---------- PROVIDED MATERIAL

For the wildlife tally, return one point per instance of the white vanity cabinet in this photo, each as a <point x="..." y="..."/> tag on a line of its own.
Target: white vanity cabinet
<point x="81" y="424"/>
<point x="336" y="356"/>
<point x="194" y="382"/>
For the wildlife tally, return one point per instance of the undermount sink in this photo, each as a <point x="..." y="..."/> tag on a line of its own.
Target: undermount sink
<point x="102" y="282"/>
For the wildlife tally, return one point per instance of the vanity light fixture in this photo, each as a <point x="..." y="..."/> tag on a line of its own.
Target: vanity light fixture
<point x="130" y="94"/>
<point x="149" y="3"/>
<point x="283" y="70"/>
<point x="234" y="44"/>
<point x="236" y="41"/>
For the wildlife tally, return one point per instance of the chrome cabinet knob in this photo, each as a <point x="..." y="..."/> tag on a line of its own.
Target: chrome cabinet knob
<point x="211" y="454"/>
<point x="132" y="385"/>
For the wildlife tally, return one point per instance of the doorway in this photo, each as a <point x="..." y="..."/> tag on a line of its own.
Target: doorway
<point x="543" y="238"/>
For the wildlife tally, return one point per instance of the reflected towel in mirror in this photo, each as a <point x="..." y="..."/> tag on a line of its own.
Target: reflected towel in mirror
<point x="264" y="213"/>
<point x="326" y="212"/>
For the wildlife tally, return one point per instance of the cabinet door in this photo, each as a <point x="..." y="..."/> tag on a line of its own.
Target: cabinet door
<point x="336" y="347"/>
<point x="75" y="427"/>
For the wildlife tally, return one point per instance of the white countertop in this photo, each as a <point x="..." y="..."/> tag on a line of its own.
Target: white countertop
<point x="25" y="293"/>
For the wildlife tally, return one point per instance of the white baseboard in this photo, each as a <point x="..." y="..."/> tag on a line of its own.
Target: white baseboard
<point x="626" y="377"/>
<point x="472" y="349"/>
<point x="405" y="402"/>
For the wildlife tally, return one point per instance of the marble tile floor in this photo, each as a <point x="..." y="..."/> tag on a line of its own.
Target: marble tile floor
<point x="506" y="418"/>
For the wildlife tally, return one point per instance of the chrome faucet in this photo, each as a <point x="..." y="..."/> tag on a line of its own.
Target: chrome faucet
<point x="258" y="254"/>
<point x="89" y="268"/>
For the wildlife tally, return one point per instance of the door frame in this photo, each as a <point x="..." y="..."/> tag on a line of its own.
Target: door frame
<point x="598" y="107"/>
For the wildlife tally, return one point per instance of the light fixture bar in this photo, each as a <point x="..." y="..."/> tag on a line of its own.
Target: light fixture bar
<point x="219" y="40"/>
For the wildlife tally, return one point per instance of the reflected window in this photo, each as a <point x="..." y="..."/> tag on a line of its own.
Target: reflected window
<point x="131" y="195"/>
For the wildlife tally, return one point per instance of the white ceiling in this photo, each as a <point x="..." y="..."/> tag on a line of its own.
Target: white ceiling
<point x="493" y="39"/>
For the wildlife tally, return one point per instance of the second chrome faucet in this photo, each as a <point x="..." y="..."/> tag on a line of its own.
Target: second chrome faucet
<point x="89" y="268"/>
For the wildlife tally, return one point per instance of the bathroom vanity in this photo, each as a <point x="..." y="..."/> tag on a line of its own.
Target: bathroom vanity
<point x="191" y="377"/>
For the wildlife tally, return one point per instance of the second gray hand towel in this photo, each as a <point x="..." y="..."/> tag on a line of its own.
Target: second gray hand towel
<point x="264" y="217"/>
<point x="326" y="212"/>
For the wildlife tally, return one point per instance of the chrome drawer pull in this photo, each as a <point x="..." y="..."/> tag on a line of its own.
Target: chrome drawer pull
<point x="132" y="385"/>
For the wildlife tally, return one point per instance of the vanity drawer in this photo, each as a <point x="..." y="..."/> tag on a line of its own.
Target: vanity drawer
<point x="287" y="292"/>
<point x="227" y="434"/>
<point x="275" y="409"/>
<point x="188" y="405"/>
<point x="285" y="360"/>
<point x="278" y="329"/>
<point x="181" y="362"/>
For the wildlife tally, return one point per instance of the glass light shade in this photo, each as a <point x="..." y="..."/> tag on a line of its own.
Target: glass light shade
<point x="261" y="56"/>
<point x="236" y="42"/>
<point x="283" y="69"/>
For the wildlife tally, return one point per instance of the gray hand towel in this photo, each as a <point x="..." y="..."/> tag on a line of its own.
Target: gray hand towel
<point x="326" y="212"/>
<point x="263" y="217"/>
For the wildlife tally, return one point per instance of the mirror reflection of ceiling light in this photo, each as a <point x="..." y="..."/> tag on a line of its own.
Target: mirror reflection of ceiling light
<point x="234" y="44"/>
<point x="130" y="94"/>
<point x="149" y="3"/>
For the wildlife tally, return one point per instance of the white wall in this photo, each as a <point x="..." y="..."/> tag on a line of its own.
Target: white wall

--------------------

> TASK ITEM
Repeat the listing above exactly, line for line.

> RESPONSE BELOW
For the wildlife tally, return one point per instance of the white vanity cabinet in this photo, each as a <point x="..." y="..."/> tag on a line of its own.
Target: white vanity cabinet
<point x="81" y="424"/>
<point x="336" y="356"/>
<point x="194" y="382"/>
For the wildlife tally, return one point per instance of the undermount sink in this photo, each as a <point x="..." y="..."/> tag on a line of its own.
Target: undermount sink
<point x="102" y="282"/>
For the wildlife tally, return one point per instance of the vanity light fixture in this photo, each as a <point x="..." y="..."/> tag on a line of its own.
Target: vanity light fixture
<point x="130" y="94"/>
<point x="149" y="3"/>
<point x="283" y="70"/>
<point x="234" y="44"/>
<point x="236" y="41"/>
For the wildlife tally, return one point per instance of the chrome cabinet knob in this photo, each as a <point x="..." y="..."/> tag on a line of its own.
Target: chrome cabinet knob
<point x="211" y="454"/>
<point x="132" y="385"/>
For the wildlife tally, return one point per instance of the doorway in this photo, each as a <point x="..." y="..."/> tag on a line of its own.
Target: doorway
<point x="543" y="238"/>
For the wildlife tally, return one point per instance of the reflected towel in mirror in this photo, each as a <point x="..." y="..."/> tag on a line of its own.
Target: reflected towel in mirror
<point x="264" y="213"/>
<point x="326" y="212"/>
For the wildlife tally, return one point per instance of the cabinet door in this photo, each as a <point x="..." y="..."/> tag on a line of its own.
Target: cabinet door
<point x="336" y="347"/>
<point x="75" y="427"/>
For the wildlife tally, return one point per instance of the white countertop in this photo, each as a <point x="..." y="..."/> tag on a line of its own.
Target: white countertop
<point x="25" y="293"/>
For the wildlife tally, return one point per instance of the white baseboard in this photo, each as a <point x="..." y="..."/> tag on a line of its own.
Target: white baseboard
<point x="626" y="377"/>
<point x="472" y="349"/>
<point x="405" y="402"/>
For the wildlife tally, return one point per instance of the marble tile floor in this photo, each as a <point x="..." y="..."/> tag on a line of its own.
Target: marble tile floor
<point x="506" y="418"/>
For the wildlife tally, return one point per instance of the chrome faucet in this photo, each as a <point x="..." y="..."/> tag on a line of its own.
Target: chrome faucet
<point x="258" y="254"/>
<point x="89" y="268"/>
For the wildlife tally, return one point per instance of the door frame in this photo, each as a <point x="..." y="..."/> tag on a line of its own.
Target: door frame
<point x="598" y="107"/>
For the wildlife tally, return one point per instance of the light fixture bar in this photo, each as a <point x="..." y="..."/> tag on a line of its own.
Target: light fixture bar
<point x="219" y="40"/>
For the wildlife tally, return one point per instance of the reflected window in this photo, each as a <point x="..." y="..."/> tag on a line of its own.
Target: reflected window
<point x="131" y="195"/>
For the wildlife tally, return one point per instance of the white ceiling in this photo, each as a <point x="..." y="..."/> tag on a line of its own.
Target: white ceiling
<point x="493" y="39"/>
For the wildlife tally, return one point per instance of the second chrome faucet in this photo, each as a <point x="..." y="..."/> tag on a line of its own.
Target: second chrome faucet
<point x="89" y="268"/>
For the wildlife tally, return one point per instance of the bathroom vanity in this photo, each as a <point x="..." y="..."/> tag on a line of its own.
Target: bathroom vanity
<point x="191" y="377"/>
For the wildlife tally, return one point per instance of the second gray hand towel in this photo, each as a <point x="..." y="..."/> tag on a line of its own.
Target: second gray hand towel
<point x="264" y="217"/>
<point x="326" y="212"/>
For the wildlife tally, return one point per instance of the chrome drawer pull in this photo, each as a <point x="..." y="..."/> tag on a line of its own.
Target: chrome drawer pull
<point x="132" y="385"/>
For the wildlife tally, return one point per instance of the vanity drawer in this photo, each as a <point x="..." y="..."/> tag on a line of its own.
Target: vanity drawer
<point x="287" y="292"/>
<point x="227" y="434"/>
<point x="275" y="409"/>
<point x="188" y="405"/>
<point x="285" y="360"/>
<point x="278" y="329"/>
<point x="181" y="362"/>
For the wildlife tally, return one point per instance of the glass light shade in this photo, each as a <point x="..." y="..."/> tag on a line of its own.
Target: glass light shade
<point x="261" y="56"/>
<point x="236" y="42"/>
<point x="283" y="69"/>
For the wildlife tally, return one point per instance of the gray hand towel in this photo, each as a <point x="..." y="..."/> tag on a line of its own.
Target: gray hand towel
<point x="326" y="212"/>
<point x="263" y="217"/>
For the wildlife tally, return one point per instance of the mirror reflection of ceiling light in this photo, each as a <point x="..." y="..."/> tag on a line of its own.
Target: mirror reflection of ceiling light
<point x="234" y="44"/>
<point x="130" y="94"/>
<point x="149" y="3"/>
For the wildlife tally, return one point per instance of the white wall in this photo, each as a <point x="..." y="..."/> tag on a line of its own.
Target: white wall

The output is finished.